- _Il tuo compito_: Nel brano sullo spettacolo del CollettivO CineticO, su quale festival tornano in scena Francesca Pennini e il collettivo?

Un viaggio attraverso il movimento, la casualità e il gioco per interrogare la condizione umana contemporanea.
Francesca Pennini e il CollettivO CineticO tornano sulla scena del Romaeuropa Festival con una rivisitazione del loro celebre spettacolo <age>, presentato per la prima volta nel 2012. Con una regia e coreografia che fondono gioco e riflessione, questa nuova versione del 2024 affronta i mutamenti profondi e le incertezze che caratterizzano l’esperienza dei giovani in un’epoca segnata da catastrofi naturali, pandemie e guerre, cercando di catturare l’essenza complessa dell’essere umano contemporaneo. Al centro della performance emerge una ricerca su come questo “materiale umano” sia cambiato nell’arco di dieci anni, trasformando il palco in un laboratorio vivo, una riflessione esistenziale che interroga il rapporto tra individuo e società.

- _Elenco delle righe_:

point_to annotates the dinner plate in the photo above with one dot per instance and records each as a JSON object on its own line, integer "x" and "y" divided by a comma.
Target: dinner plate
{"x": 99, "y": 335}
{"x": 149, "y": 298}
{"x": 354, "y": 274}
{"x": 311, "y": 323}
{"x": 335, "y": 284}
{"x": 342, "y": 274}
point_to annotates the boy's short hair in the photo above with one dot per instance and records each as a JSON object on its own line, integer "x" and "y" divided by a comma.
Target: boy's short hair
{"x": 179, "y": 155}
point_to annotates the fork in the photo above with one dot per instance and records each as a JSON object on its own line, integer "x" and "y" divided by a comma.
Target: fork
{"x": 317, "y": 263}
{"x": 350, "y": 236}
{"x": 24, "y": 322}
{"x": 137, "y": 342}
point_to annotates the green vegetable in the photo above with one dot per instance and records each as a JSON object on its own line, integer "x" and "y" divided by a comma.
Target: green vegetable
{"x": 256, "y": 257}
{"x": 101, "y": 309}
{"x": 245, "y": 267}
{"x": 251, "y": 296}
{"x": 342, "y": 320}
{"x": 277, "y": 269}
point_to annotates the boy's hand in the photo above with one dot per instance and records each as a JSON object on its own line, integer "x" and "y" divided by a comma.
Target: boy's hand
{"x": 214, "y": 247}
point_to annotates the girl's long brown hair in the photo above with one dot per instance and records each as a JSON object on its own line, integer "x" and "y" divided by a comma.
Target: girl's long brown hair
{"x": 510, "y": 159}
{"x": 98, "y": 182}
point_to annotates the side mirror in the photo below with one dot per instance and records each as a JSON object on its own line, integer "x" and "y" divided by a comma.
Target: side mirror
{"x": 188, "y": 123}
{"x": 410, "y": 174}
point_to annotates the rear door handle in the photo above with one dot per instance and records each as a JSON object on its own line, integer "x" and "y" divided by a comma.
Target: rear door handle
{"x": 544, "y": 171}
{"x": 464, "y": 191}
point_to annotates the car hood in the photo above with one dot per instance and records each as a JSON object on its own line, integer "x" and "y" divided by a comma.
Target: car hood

- _Risposta_: Sul Romaeuropa Festival.